* _Stated task_:
Extract, exactly as written, the line that contains "TARGET = table lamp" and all lines after it through the end of the records. Omit pictures.

=-=-=-=-=

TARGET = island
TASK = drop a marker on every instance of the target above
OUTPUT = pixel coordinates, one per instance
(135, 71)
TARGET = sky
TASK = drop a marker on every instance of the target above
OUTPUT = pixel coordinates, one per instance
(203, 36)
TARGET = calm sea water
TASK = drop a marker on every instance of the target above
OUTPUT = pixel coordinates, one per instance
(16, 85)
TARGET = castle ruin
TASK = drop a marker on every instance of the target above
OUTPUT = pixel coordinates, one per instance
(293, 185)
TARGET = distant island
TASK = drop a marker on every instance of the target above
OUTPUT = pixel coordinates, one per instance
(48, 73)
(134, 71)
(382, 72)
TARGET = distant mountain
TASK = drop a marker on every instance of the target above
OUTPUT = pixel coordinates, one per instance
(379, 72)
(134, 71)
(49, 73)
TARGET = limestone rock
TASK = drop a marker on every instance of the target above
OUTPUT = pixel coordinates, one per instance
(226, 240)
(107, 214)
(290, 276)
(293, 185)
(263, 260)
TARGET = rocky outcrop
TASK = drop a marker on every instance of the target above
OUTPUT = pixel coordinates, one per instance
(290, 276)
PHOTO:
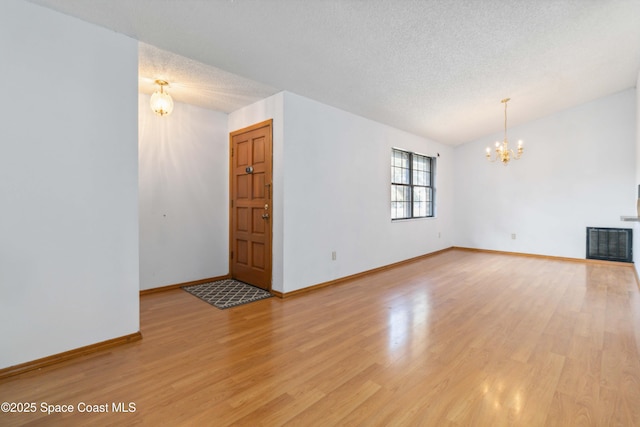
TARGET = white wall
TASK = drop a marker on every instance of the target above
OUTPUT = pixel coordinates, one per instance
(269, 108)
(68, 184)
(184, 193)
(332, 192)
(337, 195)
(578, 170)
(636, 225)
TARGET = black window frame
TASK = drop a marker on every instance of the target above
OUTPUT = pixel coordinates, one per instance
(408, 184)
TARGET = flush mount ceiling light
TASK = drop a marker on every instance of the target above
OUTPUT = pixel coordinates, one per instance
(161, 102)
(503, 153)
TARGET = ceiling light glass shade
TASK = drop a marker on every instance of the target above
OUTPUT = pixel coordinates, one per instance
(161, 102)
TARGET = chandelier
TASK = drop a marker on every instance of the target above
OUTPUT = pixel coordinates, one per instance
(503, 152)
(161, 102)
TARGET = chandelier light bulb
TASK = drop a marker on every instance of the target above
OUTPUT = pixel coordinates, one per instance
(503, 153)
(161, 101)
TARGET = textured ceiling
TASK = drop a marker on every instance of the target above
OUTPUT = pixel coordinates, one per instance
(436, 68)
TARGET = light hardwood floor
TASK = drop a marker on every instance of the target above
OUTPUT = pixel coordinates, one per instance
(461, 338)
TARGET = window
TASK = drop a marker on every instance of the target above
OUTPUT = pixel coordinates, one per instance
(411, 185)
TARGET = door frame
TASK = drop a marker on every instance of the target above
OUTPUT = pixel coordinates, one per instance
(269, 268)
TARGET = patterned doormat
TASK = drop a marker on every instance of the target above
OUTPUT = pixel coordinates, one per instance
(227, 293)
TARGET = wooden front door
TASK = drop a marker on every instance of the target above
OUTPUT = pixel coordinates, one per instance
(251, 168)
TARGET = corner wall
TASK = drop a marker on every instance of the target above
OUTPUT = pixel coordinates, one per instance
(184, 193)
(68, 184)
(636, 225)
(337, 190)
(578, 170)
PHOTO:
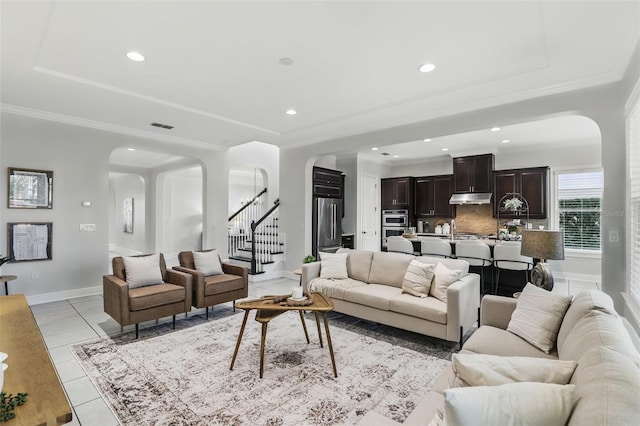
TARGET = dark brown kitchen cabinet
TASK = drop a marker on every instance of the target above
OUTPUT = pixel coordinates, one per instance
(397, 193)
(432, 196)
(531, 183)
(327, 183)
(473, 173)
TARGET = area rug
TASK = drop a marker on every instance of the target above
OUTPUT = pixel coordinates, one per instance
(182, 377)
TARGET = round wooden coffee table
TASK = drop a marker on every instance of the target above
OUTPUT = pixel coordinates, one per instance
(268, 310)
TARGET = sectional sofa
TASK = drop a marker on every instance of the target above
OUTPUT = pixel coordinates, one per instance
(604, 383)
(372, 290)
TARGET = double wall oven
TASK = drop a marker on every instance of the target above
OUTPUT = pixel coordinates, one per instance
(394, 223)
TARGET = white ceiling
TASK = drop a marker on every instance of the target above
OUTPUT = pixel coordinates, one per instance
(213, 70)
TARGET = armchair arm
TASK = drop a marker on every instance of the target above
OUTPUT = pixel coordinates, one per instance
(115, 293)
(309, 272)
(463, 301)
(496, 310)
(184, 280)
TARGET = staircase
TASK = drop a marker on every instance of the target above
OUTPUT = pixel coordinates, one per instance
(254, 239)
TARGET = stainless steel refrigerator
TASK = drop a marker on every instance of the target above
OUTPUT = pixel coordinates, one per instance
(327, 225)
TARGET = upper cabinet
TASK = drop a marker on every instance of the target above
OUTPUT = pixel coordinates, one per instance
(432, 196)
(531, 183)
(473, 173)
(397, 193)
(327, 183)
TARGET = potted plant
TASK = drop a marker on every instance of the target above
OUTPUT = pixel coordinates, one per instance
(309, 258)
(512, 204)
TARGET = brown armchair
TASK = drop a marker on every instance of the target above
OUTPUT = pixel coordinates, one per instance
(210, 290)
(134, 305)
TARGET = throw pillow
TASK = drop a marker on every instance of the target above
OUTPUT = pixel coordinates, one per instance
(522, 403)
(417, 279)
(141, 271)
(492, 370)
(333, 266)
(443, 278)
(538, 316)
(207, 262)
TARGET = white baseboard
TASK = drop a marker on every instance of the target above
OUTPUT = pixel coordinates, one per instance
(63, 295)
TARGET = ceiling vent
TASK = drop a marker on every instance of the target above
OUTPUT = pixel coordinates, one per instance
(163, 126)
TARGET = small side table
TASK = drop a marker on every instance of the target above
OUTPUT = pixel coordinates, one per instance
(6, 279)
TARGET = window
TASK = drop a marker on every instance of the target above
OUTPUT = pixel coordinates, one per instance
(580, 208)
(634, 201)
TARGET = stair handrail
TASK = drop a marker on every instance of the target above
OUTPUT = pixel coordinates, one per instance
(254, 225)
(247, 204)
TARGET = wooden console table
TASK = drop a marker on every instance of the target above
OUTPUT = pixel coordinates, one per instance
(30, 368)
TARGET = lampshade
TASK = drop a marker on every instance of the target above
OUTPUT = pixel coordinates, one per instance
(543, 244)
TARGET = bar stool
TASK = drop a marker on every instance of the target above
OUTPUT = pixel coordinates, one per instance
(506, 255)
(399, 244)
(435, 247)
(477, 254)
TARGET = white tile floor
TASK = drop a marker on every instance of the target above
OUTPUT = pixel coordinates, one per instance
(72, 321)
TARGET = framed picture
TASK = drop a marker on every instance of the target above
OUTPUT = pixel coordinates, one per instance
(30, 189)
(30, 241)
(127, 211)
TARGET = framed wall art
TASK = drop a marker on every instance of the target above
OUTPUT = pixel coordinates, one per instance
(30, 189)
(30, 241)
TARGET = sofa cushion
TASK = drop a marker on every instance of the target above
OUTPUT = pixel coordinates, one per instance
(217, 284)
(583, 303)
(443, 277)
(156, 295)
(538, 316)
(417, 279)
(496, 341)
(142, 270)
(523, 403)
(359, 264)
(373, 295)
(607, 389)
(389, 268)
(492, 370)
(428, 308)
(333, 265)
(207, 262)
(333, 288)
(597, 329)
(457, 264)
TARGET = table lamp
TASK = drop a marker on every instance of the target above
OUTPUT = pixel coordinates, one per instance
(542, 245)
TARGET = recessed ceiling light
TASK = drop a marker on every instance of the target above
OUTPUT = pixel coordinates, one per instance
(135, 56)
(426, 67)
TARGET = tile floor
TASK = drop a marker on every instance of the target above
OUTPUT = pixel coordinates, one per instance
(71, 321)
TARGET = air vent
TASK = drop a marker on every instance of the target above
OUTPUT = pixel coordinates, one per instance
(163, 126)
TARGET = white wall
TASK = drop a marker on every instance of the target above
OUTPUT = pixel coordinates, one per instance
(120, 188)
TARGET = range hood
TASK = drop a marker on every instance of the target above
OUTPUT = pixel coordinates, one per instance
(471, 198)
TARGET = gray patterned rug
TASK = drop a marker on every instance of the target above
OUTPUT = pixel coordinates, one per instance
(182, 377)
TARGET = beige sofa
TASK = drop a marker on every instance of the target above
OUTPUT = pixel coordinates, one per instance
(373, 291)
(607, 376)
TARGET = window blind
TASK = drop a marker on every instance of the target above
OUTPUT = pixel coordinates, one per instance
(634, 198)
(580, 208)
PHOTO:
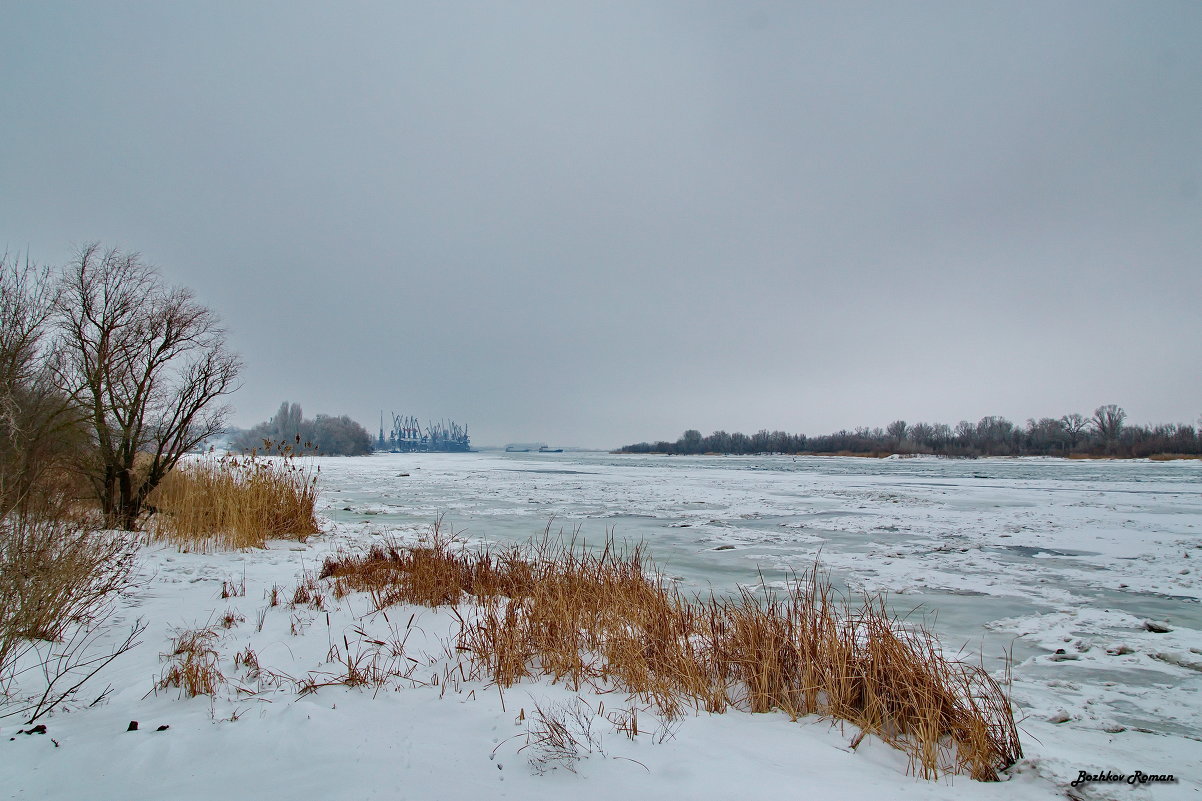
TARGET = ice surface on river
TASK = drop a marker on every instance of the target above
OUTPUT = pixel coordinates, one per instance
(1027, 556)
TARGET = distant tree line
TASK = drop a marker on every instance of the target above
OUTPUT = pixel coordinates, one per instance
(1105, 434)
(325, 434)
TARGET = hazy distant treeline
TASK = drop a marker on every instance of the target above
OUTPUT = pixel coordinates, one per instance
(1105, 433)
(323, 434)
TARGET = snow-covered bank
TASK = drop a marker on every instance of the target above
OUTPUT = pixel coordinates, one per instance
(432, 736)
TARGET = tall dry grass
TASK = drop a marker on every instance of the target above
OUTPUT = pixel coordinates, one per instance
(234, 502)
(605, 618)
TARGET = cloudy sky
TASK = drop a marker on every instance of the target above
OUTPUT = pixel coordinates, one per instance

=-=-=-=-=

* _Written solution_:
TARGET = table lamp
TASK = drop a marker on every instance of the target above
OUTPUT = pixel coordinates, one per instance
(542, 245)
TARGET = recessed ceiling light
TASK = drop a marker on every instance of the target above
OUTPUT = pixel coordinates, one per instance
(135, 56)
(426, 67)
TARGET = tile floor
TASK = drop a marker on every instance of the target above
OUTPUT = pixel coordinates, one per instance
(71, 321)
TARGET = air vent
TASK = drop a marker on every instance of the target above
OUTPUT = pixel coordinates, one per instance
(163, 126)
TARGET = white wall
TASK = drop a marker on every instance of the target above
OUTPUT = pixel coordinates, one per instance
(120, 188)
TARGET = range hood
TASK = drop a marker on every instance of the target above
OUTPUT = pixel coordinates, one per instance
(471, 198)
TARGET = gray patterned rug
TASK = drop a marker on every instance of the target above
OUTPUT = pixel coordinates, one per instance
(182, 377)
TARGET = beige sofa
TASK = drop a marker on every instance of the target above
OUTPUT = pixel coordinates, one per instance
(373, 291)
(607, 376)
TARGET = window blind
TASK = drop a marker on every instance of the target above
OUTPUT = pixel coordinates, one per instance
(634, 198)
(580, 208)
PHOTO:
TARGET = ice surface on river
TASK = drop a marker on every instance of the target above
OUTPUT = pixel coordinates, one per instance
(1027, 556)
TARGET = distant tree line
TASK = drop a marker on every instance of the target above
OUTPUT = pixel coordinates, one per instance
(1105, 434)
(325, 434)
TARGET = hazy distant treeline
TASK = drop a marker on every instance of the target above
OUTPUT = pixel coordinates, one per instance
(1105, 433)
(323, 434)
TARGET = snow-covered bank
TASK = drop a marker on every instance of the target above
OUTPUT = pixel coordinates, one per instance
(432, 736)
TARGET = tall dry grass
TASK = drop a marker on every instance of the target above
OUTPUT = pixel coordinates, one per instance
(234, 502)
(605, 618)
TARGET = cloudy sky
TASK = drop a marker on every instance of the target above
OUTPUT = pixel coordinates, one per instance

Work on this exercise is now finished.